- **EXERCISE**
Produce a verbatim transcription of the records below, beginning at the line containing "One dot per instance of the hazmat" and ending at the final line; include only those lines.

- **SOURCE MATERIAL**
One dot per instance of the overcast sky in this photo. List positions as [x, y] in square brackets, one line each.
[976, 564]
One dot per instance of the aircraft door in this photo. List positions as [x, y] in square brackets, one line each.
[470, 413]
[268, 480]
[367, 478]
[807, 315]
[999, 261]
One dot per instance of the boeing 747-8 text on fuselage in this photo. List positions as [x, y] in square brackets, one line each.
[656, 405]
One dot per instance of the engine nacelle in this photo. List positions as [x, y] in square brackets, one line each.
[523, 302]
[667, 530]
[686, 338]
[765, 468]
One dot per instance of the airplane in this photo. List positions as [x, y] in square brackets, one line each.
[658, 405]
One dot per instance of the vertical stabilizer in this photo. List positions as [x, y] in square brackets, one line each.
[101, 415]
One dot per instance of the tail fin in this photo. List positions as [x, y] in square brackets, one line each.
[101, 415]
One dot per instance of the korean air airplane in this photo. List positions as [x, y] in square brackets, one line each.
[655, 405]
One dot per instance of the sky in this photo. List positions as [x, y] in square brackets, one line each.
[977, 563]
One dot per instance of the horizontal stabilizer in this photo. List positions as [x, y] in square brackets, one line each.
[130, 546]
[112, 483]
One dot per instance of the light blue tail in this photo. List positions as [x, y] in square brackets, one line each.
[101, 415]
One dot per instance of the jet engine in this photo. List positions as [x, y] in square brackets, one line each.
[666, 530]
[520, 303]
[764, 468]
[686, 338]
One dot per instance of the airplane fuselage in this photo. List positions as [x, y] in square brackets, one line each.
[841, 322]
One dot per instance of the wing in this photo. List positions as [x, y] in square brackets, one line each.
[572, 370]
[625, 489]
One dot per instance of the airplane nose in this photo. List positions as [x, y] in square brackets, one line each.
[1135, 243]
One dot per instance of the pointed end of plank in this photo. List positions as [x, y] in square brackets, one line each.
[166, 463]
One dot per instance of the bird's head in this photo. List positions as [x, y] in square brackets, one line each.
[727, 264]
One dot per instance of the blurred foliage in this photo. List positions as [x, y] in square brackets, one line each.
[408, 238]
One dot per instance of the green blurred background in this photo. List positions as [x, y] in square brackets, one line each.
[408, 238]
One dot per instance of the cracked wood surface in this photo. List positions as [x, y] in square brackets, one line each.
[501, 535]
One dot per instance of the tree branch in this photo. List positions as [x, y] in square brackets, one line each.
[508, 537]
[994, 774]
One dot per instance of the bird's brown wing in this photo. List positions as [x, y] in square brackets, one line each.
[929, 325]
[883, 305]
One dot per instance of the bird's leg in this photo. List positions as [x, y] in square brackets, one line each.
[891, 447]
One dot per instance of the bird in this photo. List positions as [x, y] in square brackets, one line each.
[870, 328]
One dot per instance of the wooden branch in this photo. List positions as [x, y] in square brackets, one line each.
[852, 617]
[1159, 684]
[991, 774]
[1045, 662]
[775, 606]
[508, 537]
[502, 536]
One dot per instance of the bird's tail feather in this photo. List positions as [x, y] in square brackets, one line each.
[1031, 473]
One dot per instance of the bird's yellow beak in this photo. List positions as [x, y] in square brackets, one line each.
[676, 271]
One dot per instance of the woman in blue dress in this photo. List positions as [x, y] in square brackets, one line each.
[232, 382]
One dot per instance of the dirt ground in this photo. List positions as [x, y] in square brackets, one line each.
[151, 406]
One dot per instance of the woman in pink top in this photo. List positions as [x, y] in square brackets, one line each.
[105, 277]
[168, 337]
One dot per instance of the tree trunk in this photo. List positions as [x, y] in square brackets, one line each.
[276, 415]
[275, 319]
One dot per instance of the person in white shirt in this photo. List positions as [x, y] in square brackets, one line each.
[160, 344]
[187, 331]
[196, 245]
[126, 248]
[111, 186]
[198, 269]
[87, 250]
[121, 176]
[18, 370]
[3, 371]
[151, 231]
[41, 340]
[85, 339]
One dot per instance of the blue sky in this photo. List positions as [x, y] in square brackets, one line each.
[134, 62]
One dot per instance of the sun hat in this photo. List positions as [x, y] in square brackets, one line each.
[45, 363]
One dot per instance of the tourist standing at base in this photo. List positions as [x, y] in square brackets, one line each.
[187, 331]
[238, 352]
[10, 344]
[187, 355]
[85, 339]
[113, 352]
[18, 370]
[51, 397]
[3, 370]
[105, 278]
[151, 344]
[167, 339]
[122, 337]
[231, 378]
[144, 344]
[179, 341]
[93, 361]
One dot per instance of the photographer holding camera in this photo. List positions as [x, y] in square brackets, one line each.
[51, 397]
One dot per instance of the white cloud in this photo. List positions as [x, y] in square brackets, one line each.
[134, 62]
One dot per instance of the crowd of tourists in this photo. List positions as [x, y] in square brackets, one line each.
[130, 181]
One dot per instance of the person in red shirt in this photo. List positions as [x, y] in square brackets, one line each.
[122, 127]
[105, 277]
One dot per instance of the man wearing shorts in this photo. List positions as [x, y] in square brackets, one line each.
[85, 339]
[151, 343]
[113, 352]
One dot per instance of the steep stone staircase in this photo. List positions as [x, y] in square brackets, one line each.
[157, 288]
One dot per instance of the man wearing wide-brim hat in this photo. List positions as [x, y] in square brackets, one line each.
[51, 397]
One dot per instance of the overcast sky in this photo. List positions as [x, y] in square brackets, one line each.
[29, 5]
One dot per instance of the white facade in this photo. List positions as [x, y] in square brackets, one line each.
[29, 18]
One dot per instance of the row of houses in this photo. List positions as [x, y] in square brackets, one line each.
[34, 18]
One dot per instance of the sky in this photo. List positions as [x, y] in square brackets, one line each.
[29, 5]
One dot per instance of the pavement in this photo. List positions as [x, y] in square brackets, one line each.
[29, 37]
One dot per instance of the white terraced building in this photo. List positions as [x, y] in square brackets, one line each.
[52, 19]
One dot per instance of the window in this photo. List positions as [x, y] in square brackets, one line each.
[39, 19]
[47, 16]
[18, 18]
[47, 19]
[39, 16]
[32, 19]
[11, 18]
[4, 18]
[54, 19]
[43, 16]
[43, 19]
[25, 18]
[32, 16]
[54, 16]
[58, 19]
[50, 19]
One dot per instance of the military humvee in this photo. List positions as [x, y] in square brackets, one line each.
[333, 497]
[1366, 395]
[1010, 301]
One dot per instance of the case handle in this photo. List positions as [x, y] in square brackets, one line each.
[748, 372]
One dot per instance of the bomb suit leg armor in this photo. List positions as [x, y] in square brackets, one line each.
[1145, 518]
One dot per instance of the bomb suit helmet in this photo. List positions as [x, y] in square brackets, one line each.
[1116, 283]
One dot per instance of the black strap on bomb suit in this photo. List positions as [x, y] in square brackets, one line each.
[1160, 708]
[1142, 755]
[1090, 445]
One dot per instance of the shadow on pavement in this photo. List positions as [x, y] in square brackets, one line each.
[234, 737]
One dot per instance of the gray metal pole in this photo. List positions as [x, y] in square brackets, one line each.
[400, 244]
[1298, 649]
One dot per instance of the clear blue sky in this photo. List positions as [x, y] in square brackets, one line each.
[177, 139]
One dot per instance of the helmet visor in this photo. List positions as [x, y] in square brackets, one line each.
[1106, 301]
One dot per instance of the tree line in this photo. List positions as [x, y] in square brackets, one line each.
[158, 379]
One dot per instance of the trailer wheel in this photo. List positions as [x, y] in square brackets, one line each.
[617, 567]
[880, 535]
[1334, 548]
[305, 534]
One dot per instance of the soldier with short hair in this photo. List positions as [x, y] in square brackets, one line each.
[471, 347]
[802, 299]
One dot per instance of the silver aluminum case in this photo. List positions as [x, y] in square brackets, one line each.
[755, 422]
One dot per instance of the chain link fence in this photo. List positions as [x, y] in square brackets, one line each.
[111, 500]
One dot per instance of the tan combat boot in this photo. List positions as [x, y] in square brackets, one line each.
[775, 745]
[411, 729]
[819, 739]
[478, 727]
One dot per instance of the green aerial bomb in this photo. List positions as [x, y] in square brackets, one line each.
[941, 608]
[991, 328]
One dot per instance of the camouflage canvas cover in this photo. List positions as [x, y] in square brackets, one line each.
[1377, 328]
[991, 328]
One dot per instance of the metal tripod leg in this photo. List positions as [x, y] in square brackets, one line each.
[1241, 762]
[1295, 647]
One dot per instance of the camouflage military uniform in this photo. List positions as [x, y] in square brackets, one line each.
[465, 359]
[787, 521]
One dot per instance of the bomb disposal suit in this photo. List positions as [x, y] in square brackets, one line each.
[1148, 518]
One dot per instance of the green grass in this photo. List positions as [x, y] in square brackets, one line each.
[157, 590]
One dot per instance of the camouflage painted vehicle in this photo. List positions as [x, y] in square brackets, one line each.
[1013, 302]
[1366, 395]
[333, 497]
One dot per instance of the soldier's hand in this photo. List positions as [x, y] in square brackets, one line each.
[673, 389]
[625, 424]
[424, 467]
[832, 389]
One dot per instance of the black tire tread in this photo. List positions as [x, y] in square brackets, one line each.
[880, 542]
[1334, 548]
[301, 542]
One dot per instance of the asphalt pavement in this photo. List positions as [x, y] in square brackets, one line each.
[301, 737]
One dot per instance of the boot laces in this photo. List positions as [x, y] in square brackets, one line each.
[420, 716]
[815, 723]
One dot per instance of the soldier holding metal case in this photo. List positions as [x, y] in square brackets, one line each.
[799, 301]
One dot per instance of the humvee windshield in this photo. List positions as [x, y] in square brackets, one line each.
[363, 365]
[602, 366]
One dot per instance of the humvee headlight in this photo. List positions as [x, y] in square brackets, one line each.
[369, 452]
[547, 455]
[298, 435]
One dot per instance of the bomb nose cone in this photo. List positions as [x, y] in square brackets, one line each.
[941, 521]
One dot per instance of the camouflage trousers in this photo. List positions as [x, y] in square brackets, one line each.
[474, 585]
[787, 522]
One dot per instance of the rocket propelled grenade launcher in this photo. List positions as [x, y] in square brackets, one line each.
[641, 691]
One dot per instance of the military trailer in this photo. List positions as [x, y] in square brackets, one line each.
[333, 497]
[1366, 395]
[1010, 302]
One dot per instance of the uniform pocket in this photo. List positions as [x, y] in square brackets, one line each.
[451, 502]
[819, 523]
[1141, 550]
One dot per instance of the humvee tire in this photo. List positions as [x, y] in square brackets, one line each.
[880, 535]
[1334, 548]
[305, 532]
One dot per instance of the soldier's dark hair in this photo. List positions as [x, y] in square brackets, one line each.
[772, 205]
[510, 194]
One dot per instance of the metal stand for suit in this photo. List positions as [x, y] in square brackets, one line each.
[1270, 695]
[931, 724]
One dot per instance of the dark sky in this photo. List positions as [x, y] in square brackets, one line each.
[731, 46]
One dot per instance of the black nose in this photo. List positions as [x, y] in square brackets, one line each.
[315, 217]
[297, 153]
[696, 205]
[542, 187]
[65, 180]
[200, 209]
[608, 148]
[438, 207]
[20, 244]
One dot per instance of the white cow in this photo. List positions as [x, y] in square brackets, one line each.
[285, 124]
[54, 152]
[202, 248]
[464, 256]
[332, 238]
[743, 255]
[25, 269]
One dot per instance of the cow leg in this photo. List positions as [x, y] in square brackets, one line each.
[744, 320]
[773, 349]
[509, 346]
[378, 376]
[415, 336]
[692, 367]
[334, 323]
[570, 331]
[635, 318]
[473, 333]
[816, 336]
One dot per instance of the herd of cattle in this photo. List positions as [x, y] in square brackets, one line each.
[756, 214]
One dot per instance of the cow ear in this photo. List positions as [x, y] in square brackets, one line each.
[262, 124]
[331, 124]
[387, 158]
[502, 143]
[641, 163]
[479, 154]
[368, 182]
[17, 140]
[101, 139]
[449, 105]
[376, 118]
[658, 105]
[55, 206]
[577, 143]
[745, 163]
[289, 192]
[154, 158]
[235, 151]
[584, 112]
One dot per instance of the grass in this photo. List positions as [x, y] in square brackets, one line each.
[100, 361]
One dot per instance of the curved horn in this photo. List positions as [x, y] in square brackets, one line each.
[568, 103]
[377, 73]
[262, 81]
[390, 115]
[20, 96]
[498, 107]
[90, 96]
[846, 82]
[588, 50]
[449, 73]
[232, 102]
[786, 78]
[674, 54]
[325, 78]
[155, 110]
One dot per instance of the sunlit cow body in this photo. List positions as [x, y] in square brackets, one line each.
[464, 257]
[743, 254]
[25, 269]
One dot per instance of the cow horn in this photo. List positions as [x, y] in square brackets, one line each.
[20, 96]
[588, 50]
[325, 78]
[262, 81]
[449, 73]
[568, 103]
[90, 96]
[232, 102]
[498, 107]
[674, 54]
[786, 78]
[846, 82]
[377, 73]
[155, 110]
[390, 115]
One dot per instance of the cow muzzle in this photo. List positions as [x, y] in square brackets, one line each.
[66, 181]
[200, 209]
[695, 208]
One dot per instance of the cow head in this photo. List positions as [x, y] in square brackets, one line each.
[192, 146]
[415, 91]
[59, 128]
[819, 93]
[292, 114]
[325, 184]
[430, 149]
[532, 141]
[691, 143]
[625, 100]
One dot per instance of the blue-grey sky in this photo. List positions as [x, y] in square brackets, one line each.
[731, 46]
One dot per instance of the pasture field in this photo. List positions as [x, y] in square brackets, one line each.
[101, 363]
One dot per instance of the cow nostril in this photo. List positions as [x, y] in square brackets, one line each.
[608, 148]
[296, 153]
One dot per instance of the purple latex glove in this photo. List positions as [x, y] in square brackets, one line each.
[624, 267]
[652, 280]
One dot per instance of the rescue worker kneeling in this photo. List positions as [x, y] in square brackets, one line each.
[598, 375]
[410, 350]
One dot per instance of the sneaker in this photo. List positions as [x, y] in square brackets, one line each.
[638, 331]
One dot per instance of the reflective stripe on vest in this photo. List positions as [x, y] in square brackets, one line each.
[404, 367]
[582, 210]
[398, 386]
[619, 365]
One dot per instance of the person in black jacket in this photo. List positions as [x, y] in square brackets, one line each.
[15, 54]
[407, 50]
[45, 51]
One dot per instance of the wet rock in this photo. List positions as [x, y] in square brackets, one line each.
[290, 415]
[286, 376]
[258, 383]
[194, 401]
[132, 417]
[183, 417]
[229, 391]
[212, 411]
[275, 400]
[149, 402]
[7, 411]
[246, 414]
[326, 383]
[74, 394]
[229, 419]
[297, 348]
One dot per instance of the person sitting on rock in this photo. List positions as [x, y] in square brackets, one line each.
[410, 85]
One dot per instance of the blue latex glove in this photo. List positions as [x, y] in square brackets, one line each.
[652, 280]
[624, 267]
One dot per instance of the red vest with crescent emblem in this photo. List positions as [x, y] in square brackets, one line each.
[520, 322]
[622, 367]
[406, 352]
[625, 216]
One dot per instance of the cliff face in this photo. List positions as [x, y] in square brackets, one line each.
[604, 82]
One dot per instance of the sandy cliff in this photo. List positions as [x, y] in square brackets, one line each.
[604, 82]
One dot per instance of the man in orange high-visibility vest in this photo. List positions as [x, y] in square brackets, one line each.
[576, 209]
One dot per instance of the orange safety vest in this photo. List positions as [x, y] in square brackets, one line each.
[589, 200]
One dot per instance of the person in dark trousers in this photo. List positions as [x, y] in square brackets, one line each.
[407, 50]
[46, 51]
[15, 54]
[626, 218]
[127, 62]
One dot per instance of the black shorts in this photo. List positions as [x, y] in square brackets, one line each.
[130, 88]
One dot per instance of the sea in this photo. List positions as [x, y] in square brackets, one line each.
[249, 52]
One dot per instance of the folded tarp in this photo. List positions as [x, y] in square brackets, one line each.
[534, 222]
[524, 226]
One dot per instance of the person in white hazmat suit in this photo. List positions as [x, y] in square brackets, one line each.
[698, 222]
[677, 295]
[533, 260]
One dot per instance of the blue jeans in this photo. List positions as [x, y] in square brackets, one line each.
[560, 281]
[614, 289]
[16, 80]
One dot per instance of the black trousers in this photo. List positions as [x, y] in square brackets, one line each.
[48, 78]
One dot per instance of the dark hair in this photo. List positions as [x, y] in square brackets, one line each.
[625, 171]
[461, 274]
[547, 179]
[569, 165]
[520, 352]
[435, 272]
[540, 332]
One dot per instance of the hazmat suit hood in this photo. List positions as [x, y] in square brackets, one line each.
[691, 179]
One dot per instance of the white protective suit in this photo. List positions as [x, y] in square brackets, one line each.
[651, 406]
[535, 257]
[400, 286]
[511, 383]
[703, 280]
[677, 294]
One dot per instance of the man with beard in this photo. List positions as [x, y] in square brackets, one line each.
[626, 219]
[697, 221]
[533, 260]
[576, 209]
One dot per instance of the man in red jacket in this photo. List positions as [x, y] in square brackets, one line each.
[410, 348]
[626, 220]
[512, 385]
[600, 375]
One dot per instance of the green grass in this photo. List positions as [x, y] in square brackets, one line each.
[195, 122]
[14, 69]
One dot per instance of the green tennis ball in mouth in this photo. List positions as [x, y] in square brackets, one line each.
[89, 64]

- **WRITTEN RESPONSE**
One dot per instance of the hazmat suit hood in this photo. List positions as [x, y] in square brackets, one line each.
[691, 179]
One dot per instance of the white protective suit in this photo. List positions as [x, y] in square brackets, one line each.
[651, 406]
[535, 257]
[400, 286]
[511, 383]
[703, 280]
[677, 294]
One dot per instance of the man with beard in this photo. List positions as [x, y] in square brackets, one line each.
[626, 219]
[697, 221]
[533, 260]
[576, 209]
One dot per instance of the man in red jacket in this photo. List positions as [x, y] in square brackets, one line each.
[410, 348]
[626, 220]
[512, 385]
[600, 375]
One dot per instance of the green grass in this photo. List positions as [x, y] in square brackets, one line each.
[195, 122]
[14, 69]
One dot per instance of the green tennis ball in mouth in this photo. List positions as [x, y] in square brackets, one line each.
[89, 64]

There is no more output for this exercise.